◆ **Textauszug**:
——————————

Rezension

Teufelsgrinsen

Teufelsgrinsen - Annelie Wendeberg

Teufelsgrinsen
von Annelie Wendeberg

Bewertet mit 4 Sternen

Die Handlung dieses Krimis spielt in London, Ende des 19. Jahrhunderts, als Dr. Anton Kronberg, ein angesehener Epidemiologe, zu einem Leichenfund gerufen wird. In einem Londoner Wasserwerk ist eine Leiche mit Anzeichen von Cholera angespült worden. Am Fundort der Leiche trifft Dr. Kronberg nicht nur auf Polizisten vom Scotland Yard, sondern auch auf einen weiteren Mann, der sich als Privatdetektiv Sherlock Holmes herausstellt.
Was Dr. Kronberg bisher vor allen anderen verbergen konnte, erkennt der Privatdetektiv binnen weniger Minuten: Dr. Anton Kronberg, ist nicht der, für den ihn alle halten! In Wahrheit versteckt sich hinter diesem die Deutsche Anna Kronberg, welche sich als Mann verkleidet, um den Beruf des Arztes ausüben zu können.
Hier beginnt die Zusammenarbeit zweier offensichtlich sehr scharfsinnigen Partner, denn Sherlock Holmes beginnt im Gegensatz zu den Beamten des Scotland Yard Interesse an diesem Fall zu zeigen. Was zunächst als Unfall erscheint, erweist sich als Mord. Die Leiche weist Fesselspuren und Einstichstellen auf, welche darauf hindeuten, dass das Opfer vorsätzlich mit Cholera infiziert wurde. Dieses Opfer führt Anna Kronberg und Sherlock Holmes auf die Spur einer skrupellosen Verschwörung innerhalb der Londoner Ärzteschaft.

——————————

◆ **Materialsammlung**:

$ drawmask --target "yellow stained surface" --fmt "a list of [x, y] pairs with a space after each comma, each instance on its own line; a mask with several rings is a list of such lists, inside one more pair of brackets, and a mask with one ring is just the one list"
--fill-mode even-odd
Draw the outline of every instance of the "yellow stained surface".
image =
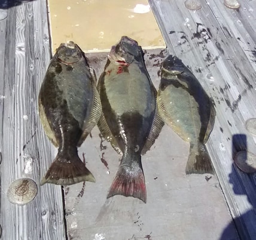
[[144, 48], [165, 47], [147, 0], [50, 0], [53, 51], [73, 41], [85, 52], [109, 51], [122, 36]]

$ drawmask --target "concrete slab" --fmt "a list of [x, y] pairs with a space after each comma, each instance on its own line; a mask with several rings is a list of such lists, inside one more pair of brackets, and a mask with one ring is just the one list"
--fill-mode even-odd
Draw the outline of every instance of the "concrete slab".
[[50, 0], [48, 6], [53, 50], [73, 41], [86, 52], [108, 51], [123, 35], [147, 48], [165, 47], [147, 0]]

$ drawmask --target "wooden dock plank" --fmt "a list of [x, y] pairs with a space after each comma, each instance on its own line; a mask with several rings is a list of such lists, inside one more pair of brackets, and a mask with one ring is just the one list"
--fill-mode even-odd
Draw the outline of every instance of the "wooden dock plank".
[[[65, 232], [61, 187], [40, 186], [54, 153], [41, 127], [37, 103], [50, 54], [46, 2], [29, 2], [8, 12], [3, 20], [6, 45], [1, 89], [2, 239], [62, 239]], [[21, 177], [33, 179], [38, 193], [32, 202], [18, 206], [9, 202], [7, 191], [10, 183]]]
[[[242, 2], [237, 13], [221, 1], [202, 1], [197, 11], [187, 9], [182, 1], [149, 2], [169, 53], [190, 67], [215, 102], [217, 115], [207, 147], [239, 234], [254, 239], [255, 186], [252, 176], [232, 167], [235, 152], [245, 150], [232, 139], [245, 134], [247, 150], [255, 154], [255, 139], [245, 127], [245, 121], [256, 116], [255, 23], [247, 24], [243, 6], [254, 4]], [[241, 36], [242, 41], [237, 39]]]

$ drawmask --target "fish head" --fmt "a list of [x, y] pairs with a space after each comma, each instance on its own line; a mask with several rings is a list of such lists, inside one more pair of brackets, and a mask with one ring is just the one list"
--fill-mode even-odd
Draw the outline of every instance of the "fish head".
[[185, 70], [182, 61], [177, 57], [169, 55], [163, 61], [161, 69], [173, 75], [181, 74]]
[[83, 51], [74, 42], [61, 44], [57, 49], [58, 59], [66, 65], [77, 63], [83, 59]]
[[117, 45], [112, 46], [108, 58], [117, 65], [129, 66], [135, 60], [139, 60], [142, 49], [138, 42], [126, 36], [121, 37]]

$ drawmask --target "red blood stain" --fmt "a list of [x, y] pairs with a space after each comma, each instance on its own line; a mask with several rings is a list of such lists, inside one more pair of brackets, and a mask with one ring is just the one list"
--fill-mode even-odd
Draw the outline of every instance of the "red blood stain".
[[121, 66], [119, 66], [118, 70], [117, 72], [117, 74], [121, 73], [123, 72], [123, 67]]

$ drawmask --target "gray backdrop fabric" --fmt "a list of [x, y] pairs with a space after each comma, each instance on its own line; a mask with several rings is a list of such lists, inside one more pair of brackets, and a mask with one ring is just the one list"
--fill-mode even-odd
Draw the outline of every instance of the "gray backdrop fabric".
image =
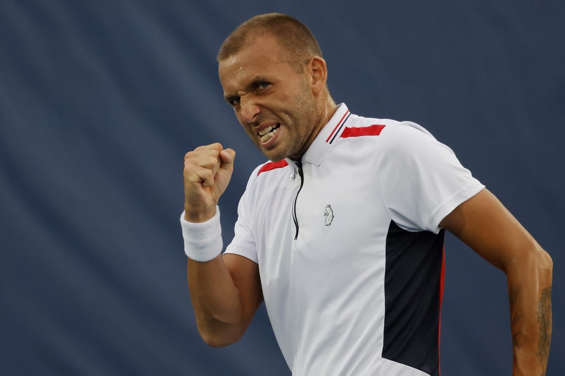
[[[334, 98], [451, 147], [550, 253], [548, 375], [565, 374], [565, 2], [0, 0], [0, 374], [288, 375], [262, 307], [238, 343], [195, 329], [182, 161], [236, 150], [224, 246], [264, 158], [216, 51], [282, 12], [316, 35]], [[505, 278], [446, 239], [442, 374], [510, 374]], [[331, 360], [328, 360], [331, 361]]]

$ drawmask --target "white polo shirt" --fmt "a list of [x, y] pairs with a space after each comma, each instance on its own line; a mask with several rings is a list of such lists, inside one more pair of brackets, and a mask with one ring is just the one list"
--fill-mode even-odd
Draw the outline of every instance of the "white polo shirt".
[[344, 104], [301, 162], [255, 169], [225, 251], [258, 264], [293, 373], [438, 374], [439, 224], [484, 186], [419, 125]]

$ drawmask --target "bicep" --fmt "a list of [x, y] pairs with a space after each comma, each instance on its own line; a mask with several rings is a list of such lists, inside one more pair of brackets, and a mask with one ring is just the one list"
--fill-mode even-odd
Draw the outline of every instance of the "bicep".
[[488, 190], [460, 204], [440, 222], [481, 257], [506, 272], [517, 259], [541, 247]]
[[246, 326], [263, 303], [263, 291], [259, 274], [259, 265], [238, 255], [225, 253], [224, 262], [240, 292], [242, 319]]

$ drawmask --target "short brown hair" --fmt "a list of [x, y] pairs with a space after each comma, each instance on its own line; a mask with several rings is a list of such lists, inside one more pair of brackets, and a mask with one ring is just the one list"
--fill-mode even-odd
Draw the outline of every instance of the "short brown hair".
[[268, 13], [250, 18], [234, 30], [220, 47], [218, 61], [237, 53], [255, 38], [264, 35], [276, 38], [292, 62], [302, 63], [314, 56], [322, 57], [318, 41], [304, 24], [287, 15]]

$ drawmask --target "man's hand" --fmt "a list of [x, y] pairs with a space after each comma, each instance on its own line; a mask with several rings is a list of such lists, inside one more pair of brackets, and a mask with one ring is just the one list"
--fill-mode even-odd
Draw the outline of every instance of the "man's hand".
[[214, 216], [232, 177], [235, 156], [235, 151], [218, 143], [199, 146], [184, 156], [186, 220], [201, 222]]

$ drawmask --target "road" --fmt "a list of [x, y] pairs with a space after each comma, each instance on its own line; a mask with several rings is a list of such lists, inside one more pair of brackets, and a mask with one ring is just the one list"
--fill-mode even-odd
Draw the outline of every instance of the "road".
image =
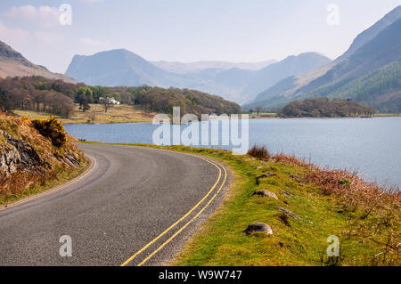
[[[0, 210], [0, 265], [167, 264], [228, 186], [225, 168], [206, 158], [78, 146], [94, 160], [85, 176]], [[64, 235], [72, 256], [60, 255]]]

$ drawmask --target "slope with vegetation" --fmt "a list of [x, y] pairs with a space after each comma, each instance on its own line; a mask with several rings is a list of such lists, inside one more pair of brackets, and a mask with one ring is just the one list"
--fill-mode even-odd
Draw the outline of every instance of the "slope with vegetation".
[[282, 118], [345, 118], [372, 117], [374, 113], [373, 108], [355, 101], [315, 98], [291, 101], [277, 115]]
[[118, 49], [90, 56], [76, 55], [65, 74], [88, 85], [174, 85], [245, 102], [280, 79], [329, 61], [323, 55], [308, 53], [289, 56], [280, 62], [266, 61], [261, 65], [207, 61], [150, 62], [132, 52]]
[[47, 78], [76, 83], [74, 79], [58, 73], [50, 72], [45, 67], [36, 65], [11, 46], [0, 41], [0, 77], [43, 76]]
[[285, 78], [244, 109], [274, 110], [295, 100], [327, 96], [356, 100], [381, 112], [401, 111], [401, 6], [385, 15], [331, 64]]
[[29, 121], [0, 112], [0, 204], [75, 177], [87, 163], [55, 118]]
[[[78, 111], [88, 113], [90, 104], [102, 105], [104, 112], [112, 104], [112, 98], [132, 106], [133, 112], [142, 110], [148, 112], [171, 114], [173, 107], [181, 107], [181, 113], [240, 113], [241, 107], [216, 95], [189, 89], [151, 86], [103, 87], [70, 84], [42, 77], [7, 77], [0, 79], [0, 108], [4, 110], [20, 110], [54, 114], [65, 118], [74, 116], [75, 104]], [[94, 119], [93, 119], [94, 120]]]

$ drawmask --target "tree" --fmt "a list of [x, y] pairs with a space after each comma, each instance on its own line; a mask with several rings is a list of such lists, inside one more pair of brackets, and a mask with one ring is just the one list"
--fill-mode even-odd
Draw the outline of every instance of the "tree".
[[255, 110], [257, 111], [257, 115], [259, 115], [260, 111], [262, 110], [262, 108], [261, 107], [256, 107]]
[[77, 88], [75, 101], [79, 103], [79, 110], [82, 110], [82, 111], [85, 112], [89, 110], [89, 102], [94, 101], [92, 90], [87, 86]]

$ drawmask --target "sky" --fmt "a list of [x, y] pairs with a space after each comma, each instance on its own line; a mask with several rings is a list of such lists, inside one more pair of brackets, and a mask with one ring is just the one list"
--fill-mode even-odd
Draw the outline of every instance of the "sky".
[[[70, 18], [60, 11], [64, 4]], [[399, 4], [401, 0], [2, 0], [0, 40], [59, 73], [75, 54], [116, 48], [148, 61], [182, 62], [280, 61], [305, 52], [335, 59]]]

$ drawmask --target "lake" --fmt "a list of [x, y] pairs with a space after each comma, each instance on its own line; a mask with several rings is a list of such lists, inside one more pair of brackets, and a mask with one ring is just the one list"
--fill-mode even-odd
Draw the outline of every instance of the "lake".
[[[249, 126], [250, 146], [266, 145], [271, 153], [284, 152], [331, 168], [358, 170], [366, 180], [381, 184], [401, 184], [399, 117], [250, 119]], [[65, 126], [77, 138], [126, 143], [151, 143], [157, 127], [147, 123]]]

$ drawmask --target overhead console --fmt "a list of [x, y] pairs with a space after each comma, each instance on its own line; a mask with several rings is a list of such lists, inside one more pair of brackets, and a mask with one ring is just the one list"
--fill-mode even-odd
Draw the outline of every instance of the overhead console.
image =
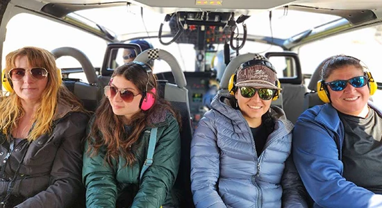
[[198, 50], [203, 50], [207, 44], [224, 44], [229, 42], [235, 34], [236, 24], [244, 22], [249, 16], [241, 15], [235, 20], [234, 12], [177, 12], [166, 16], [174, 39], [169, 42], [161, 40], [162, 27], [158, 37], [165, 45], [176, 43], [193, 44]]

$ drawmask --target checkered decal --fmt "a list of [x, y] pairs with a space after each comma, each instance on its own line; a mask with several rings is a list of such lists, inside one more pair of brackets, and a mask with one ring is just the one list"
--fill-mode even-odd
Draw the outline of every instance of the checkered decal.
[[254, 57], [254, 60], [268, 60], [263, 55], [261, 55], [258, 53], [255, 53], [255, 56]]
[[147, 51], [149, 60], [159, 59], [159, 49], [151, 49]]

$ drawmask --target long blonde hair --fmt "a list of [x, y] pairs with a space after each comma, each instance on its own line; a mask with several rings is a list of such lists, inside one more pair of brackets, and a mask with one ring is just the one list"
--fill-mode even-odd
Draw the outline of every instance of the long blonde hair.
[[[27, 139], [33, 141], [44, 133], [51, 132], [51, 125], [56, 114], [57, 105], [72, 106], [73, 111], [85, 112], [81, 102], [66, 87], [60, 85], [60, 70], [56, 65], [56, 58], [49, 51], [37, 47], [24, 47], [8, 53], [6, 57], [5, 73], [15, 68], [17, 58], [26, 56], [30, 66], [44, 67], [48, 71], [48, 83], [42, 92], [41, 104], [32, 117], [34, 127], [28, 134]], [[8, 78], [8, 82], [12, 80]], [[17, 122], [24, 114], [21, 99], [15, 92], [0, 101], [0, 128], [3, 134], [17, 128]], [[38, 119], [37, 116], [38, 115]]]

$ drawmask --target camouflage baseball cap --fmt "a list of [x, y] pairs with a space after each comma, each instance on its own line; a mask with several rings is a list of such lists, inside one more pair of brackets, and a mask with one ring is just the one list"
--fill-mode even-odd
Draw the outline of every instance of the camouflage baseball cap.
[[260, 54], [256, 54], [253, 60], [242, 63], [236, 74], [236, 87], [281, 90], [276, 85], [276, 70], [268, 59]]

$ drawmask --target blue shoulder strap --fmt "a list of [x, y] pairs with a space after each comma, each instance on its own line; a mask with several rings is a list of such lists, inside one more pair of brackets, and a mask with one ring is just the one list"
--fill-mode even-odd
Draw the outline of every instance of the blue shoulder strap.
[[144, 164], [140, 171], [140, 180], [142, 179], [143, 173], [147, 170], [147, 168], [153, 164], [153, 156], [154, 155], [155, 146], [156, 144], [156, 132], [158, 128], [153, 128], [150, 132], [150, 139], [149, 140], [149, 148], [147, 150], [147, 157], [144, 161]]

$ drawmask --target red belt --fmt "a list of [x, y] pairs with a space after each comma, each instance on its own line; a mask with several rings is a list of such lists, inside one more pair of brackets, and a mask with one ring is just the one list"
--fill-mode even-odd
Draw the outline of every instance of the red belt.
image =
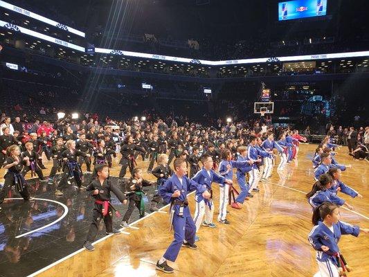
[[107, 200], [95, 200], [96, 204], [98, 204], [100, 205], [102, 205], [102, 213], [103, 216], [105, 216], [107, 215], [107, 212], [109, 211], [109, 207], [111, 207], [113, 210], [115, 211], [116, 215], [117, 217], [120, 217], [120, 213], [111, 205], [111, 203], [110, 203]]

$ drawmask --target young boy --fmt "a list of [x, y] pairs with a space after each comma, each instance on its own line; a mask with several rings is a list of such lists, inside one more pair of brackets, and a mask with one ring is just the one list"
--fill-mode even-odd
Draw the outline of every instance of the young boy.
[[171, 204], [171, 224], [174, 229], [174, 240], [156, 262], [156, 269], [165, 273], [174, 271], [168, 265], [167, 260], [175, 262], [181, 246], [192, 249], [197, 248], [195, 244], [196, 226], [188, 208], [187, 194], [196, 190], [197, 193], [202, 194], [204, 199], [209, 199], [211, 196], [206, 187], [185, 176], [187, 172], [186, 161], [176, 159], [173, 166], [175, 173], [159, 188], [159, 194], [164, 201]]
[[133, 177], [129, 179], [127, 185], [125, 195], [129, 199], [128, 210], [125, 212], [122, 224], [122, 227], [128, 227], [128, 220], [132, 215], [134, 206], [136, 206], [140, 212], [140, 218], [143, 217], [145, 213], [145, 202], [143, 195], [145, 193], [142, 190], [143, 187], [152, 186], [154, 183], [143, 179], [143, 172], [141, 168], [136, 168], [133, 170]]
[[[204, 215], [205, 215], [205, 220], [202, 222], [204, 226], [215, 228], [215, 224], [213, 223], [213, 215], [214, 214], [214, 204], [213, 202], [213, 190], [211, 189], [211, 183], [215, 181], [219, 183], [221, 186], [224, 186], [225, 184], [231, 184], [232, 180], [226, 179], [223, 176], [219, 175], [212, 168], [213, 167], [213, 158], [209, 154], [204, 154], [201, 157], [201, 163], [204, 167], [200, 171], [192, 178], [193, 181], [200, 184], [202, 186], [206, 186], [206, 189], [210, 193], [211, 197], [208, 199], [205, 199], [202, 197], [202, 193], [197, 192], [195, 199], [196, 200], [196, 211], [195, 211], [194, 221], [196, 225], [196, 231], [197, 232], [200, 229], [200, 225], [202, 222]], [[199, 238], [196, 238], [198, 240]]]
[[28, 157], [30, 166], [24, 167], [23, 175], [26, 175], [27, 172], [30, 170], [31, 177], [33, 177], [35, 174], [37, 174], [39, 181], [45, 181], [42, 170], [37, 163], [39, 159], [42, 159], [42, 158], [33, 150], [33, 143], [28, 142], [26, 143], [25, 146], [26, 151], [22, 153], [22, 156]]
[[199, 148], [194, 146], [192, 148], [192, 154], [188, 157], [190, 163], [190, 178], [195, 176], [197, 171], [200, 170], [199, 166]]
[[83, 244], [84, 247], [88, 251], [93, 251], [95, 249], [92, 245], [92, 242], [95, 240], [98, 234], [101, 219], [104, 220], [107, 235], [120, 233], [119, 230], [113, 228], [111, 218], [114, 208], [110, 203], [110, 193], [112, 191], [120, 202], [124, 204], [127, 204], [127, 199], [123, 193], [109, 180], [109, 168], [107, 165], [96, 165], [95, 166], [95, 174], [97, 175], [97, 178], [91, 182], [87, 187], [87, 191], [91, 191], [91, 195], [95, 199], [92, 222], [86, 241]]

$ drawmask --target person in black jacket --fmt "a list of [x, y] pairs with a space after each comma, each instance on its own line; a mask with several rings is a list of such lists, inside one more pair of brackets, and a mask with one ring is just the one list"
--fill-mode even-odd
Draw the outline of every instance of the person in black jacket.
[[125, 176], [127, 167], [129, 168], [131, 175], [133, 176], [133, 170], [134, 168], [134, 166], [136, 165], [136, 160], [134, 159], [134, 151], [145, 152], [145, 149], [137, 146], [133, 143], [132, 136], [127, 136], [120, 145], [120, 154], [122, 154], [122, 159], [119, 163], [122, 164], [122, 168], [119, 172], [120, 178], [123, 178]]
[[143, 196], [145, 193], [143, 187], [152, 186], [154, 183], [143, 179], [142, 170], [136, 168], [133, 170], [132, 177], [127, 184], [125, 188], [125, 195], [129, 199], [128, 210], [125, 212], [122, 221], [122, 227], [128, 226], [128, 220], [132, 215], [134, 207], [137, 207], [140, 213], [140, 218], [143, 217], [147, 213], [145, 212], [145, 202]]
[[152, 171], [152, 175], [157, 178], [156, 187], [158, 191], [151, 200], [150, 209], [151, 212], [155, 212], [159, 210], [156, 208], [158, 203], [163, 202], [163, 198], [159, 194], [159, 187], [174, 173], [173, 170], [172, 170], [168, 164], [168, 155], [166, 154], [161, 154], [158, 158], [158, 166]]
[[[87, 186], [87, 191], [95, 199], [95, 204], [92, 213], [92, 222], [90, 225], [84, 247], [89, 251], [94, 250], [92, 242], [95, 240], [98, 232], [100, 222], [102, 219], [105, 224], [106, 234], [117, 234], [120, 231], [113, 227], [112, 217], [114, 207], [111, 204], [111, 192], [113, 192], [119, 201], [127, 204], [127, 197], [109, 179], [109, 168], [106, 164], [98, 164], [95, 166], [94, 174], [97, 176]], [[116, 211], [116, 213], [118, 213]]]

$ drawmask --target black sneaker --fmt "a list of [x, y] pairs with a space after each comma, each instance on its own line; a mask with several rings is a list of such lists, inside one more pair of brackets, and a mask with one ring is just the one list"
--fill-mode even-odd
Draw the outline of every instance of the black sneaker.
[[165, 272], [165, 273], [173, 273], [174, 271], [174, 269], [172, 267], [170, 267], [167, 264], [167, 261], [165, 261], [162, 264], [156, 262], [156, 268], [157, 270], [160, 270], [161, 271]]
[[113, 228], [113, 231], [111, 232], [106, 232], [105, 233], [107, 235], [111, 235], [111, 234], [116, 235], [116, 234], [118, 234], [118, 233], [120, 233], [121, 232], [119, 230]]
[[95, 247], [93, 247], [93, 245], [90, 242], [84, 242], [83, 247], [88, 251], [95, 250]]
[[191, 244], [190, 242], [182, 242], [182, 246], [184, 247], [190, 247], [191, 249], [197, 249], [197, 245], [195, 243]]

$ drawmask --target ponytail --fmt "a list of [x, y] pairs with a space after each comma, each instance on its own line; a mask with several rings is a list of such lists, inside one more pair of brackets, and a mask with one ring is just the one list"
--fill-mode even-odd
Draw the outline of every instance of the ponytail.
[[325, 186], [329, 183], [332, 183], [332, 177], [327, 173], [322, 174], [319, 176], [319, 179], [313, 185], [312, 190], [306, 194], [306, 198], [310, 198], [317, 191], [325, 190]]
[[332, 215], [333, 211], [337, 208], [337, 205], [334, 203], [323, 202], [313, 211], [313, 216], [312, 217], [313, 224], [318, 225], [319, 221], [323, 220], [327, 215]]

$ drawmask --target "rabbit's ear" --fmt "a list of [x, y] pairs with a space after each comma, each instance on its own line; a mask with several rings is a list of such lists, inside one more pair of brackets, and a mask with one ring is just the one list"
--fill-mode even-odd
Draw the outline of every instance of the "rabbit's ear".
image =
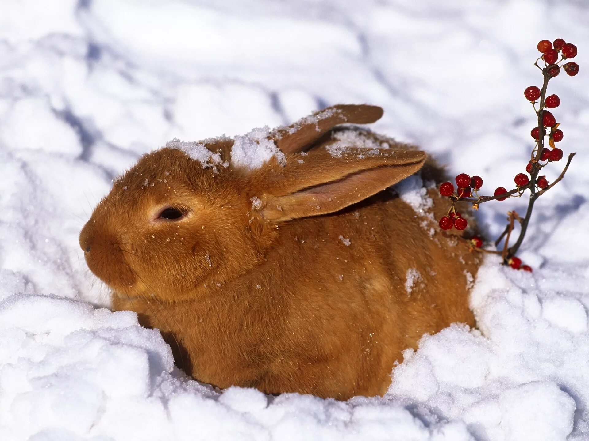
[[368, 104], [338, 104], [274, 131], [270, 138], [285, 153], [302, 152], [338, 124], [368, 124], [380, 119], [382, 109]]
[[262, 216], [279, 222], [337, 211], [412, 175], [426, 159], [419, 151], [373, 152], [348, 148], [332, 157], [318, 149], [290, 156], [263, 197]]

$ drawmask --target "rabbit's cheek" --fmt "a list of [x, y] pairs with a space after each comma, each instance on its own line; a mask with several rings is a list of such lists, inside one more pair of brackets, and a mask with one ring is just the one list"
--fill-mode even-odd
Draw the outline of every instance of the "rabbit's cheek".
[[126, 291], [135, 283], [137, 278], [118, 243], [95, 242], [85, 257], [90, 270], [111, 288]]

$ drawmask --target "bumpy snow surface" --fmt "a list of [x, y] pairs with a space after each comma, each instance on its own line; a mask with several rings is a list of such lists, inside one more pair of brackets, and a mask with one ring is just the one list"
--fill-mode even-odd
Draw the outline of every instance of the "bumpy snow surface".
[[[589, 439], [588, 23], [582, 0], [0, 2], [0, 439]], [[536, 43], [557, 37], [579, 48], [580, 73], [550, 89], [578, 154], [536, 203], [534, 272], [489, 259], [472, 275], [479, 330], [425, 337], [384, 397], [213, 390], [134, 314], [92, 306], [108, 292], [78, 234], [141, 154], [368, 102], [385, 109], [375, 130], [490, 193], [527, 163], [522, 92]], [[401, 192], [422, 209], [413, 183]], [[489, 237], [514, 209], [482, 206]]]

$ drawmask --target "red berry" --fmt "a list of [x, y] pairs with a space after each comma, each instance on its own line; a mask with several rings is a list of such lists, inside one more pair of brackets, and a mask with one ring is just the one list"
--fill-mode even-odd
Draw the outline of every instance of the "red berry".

——————————

◆ **Arbeitsauftrag**:
Schreib die Rezension zum Krimi „Teufelsgrinsen“ im Anschluss an ihren letzten Satz weiter. Das Material stammt aus einer anderen Quelle.

◆ **Ergebnis**:
Der Krimi "Teufelsgrinsen" ist wie ein Tagebuch (aus der Ich-Perspektive von Anna Kronberg) geschrieben und beginnt am Tag des Leichenfundes. Was mich dabei besonders beeindruckt hat, ist, dass Amelie Wendberg als Vorlage für Anna Kronberg eine wirkliche Person diente, deren Tagebücher sie auf dem Dachboden ihres Hauses fand. Es ist schwer vorstellbar, dass ein Mensch Schicksalsschläge, wie im Buch beschrieben, erleben kann und dennoch den Mut und die Kraft hat, weiterhin an einer solchen Rolle festzuhalten. Daher ist es leicht nachzuvollziehen, warum diese Frau Amelie Wendberg, die eigentlich nie Bücher schreiben wollte, dazu inspirieren konnte dieses Buch zu verfassen.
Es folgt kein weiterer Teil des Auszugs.